**Exercise aim:** Nothing in the entries may be altered; copy them in full.

(Point-per-instance localization data)
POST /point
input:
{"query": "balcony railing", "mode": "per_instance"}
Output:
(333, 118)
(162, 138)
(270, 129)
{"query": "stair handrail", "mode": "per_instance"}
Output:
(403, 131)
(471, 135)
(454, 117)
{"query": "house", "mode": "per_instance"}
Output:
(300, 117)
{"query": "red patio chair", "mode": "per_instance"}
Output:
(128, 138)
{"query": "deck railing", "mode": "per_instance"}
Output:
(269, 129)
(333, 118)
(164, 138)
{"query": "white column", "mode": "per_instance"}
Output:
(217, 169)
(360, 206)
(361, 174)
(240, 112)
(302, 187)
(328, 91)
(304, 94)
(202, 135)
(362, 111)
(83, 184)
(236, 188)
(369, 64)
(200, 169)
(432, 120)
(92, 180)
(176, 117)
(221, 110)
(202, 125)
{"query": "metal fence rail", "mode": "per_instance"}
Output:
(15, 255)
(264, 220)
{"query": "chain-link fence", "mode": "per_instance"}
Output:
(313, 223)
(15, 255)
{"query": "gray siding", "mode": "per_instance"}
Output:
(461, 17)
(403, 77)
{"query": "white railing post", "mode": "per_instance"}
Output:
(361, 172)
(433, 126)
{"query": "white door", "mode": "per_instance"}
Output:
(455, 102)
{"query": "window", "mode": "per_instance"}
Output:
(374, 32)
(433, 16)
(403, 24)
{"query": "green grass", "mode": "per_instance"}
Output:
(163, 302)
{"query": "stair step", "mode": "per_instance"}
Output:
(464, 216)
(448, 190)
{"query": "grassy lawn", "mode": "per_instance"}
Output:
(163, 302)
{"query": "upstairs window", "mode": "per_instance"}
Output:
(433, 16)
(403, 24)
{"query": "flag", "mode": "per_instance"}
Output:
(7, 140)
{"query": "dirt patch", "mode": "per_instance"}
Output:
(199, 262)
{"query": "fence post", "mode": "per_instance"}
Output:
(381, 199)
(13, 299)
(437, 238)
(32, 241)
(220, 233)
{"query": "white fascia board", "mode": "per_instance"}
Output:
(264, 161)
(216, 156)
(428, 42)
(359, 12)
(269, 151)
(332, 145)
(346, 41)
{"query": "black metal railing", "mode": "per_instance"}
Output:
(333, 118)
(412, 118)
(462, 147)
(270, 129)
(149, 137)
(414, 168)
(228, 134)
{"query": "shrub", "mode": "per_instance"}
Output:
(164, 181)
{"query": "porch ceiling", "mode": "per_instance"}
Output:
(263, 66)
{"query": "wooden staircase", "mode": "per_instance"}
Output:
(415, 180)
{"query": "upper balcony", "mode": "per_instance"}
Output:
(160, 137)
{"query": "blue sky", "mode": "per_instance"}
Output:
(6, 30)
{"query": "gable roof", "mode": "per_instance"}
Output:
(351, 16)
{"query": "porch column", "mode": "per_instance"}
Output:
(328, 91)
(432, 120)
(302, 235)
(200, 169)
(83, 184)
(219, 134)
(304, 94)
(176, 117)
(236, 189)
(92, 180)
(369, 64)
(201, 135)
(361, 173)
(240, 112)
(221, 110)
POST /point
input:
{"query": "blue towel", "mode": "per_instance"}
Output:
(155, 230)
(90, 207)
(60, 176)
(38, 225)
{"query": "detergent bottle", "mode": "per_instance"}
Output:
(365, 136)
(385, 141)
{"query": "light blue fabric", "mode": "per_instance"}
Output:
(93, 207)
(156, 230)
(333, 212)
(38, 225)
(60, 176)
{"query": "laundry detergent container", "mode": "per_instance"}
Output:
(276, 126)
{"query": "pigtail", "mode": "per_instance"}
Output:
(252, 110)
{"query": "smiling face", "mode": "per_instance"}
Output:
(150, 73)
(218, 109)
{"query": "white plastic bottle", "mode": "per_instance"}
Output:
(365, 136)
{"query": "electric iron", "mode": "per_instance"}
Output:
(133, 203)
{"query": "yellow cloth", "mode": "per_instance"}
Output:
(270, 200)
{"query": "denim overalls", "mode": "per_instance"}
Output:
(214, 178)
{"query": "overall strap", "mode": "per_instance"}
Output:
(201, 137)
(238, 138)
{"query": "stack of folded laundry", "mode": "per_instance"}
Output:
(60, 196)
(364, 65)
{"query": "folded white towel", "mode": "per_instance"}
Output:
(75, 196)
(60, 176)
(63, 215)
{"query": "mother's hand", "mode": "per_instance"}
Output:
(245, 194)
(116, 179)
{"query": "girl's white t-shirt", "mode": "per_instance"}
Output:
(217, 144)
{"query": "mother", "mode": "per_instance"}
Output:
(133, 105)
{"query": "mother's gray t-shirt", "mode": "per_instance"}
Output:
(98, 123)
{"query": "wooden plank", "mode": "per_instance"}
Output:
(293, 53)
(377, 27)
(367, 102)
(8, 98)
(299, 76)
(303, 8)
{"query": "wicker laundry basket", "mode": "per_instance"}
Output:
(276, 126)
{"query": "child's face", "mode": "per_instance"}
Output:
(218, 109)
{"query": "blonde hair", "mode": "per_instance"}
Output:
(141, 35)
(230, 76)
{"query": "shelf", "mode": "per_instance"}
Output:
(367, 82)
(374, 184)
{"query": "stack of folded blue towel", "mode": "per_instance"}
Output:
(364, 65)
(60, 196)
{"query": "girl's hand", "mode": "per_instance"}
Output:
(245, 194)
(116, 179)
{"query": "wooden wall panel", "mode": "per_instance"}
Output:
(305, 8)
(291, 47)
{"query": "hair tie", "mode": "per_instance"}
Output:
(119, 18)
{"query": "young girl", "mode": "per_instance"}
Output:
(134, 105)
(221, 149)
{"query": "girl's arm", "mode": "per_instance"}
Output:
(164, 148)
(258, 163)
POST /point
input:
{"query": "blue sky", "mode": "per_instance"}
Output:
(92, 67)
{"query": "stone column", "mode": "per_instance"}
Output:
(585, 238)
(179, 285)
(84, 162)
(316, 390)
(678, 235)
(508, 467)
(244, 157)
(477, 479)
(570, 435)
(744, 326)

**Output of the task:**
POST /point
input:
{"query": "balcony railing", "mode": "per_instance"}
Output:
(333, 118)
(162, 138)
(270, 129)
{"query": "stair handrail", "mode": "per_instance"}
Output:
(403, 131)
(471, 135)
(454, 117)
{"query": "house", "mode": "per_instance"}
Output:
(300, 117)
{"query": "red patio chair", "mode": "per_instance"}
Output:
(128, 138)
{"query": "deck railing", "mode": "per_instance"}
Output:
(269, 129)
(333, 118)
(164, 138)
{"query": "white column", "mode": "per_instance"}
Output:
(217, 169)
(360, 206)
(361, 174)
(240, 112)
(302, 187)
(328, 91)
(304, 94)
(202, 135)
(362, 111)
(83, 184)
(236, 188)
(369, 64)
(200, 169)
(432, 120)
(92, 180)
(176, 117)
(221, 110)
(202, 125)
{"query": "metal fence rail", "mode": "per_instance"}
Output:
(15, 255)
(264, 220)
{"query": "chain-link fence", "mode": "per_instance"}
Output:
(313, 223)
(15, 255)
{"query": "gray siding", "mode": "per_instance"}
Output:
(461, 17)
(403, 77)
{"query": "white railing post", "mode": "per_instance"}
Output:
(361, 172)
(433, 126)
{"query": "white door", "mode": "per_instance"}
Output:
(455, 102)
{"query": "window", "mode": "per_instance"}
Output:
(374, 32)
(433, 16)
(403, 24)
{"query": "green grass", "mode": "per_instance"}
Output:
(163, 302)
{"query": "stair step", "mode": "per_instance"}
Output:
(464, 216)
(448, 190)
{"query": "grassy lawn", "mode": "per_instance"}
Output:
(163, 302)
{"query": "upstairs window", "mode": "per_instance"}
Output:
(433, 16)
(403, 24)
{"query": "flag", "mode": "per_instance"}
Output:
(7, 140)
{"query": "dirt patch", "mode": "per_instance"}
Output:
(199, 262)
{"query": "fence post", "mode": "per_instance"}
Output:
(381, 199)
(13, 299)
(437, 238)
(32, 241)
(220, 233)
{"query": "white fascia board", "mode": "per_instance"}
Output:
(264, 161)
(216, 156)
(428, 42)
(359, 12)
(269, 151)
(332, 145)
(346, 41)
{"query": "black metal railing", "mode": "per_instance"}
Output:
(333, 118)
(412, 118)
(462, 147)
(270, 129)
(149, 137)
(414, 168)
(228, 134)
{"query": "shrub", "mode": "per_instance"}
Output:
(164, 181)
{"query": "porch ceiling", "mode": "per_instance"}
Output:
(263, 66)
{"query": "wooden staircase", "mode": "per_instance"}
Output:
(415, 180)
{"query": "upper balcony", "mode": "per_instance"}
Output:
(160, 137)
{"query": "blue sky", "mode": "per_instance"}
Output:
(6, 30)
{"query": "gable roof", "mode": "per_instance"}
Output:
(351, 16)
{"query": "porch column", "mode": "per_instance"}
Output:
(328, 91)
(432, 120)
(302, 235)
(200, 169)
(83, 184)
(219, 134)
(304, 94)
(176, 117)
(236, 189)
(92, 180)
(369, 64)
(201, 135)
(361, 173)
(240, 112)
(221, 110)
POST /point
input:
{"query": "blue towel", "mode": "per_instance"}
Output:
(155, 230)
(90, 207)
(60, 176)
(38, 225)
{"query": "detergent bottle", "mode": "per_instance"}
Output:
(365, 136)
(385, 141)
{"query": "light blue fabric", "mode": "per_instance"}
Output:
(93, 207)
(156, 230)
(333, 212)
(38, 225)
(60, 176)
{"query": "laundry detergent container", "mode": "per_instance"}
Output:
(276, 126)
{"query": "pigtail", "mode": "per_instance"}
Output:
(252, 110)
{"query": "smiling face", "mode": "per_instance"}
Output:
(150, 73)
(218, 109)
{"query": "white plastic bottle", "mode": "per_instance"}
Output:
(365, 136)
{"query": "electric iron", "mode": "per_instance"}
Output:
(133, 203)
{"query": "yellow cloth", "mode": "per_instance"}
Output:
(270, 200)
{"query": "denim overalls", "mode": "per_instance"}
Output:
(214, 178)
{"query": "overall strap", "mode": "per_instance"}
Output:
(201, 137)
(238, 138)
{"query": "stack of folded laundry", "mode": "per_instance"}
Output:
(60, 196)
(364, 65)
{"query": "folded white towel", "mode": "per_instance"}
Output:
(75, 196)
(60, 176)
(63, 215)
{"query": "mother's hand", "mode": "per_instance"}
Output:
(245, 194)
(116, 179)
{"query": "girl's white t-shirt", "mode": "per_instance"}
Output:
(217, 144)
{"query": "mother", "mode": "per_instance"}
Output:
(133, 105)
{"query": "mother's gray t-shirt", "mode": "per_instance"}
Output:
(98, 123)
{"query": "wooden plank", "mode": "per_instance"}
Output:
(293, 53)
(377, 27)
(367, 102)
(8, 98)
(299, 76)
(303, 8)
{"query": "wicker laundry basket", "mode": "per_instance"}
Output:
(276, 126)
{"query": "child's face", "mode": "per_instance"}
Output:
(218, 109)
{"query": "blonde hair", "mode": "per_instance"}
Output:
(141, 35)
(230, 76)
{"query": "shelf", "mode": "per_instance"}
Output:
(367, 82)
(374, 184)
{"query": "stack of folded blue towel", "mode": "per_instance"}
Output:
(364, 65)
(60, 196)
{"query": "girl's hand", "mode": "per_instance"}
Output:
(245, 194)
(116, 179)
{"query": "wooden wall panel", "mode": "per_instance"}
Output:
(305, 8)
(291, 47)
{"query": "hair tie", "mode": "per_instance"}
Output:
(119, 18)
{"query": "young girl", "mode": "per_instance"}
Output:
(134, 105)
(221, 149)
{"query": "girl's arm", "mode": "per_instance"}
Output:
(164, 148)
(258, 163)
POST /point
input:
{"query": "blue sky", "mode": "per_instance"}
Output:
(92, 67)
{"query": "stone column", "mode": "per_instance"}
Output:
(585, 238)
(179, 285)
(84, 162)
(316, 390)
(678, 235)
(508, 467)
(244, 157)
(477, 479)
(570, 435)
(744, 326)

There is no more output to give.